Goal ▸
Rewrite the following material as a JSON list of strings, with each line as its own string and blank lines omitted.

Named-object pointing records
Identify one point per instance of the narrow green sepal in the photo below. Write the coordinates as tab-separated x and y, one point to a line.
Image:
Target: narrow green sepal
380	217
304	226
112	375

Result below ▸
[
  "Identify one point per instance of the narrow green sepal in the photo below. Write the coordinates as tab-separated x and y, one point to a line.",
  "Image:",
  "Target: narrow green sepal",
  "380\t217",
  "304\t226",
  "112\t375"
]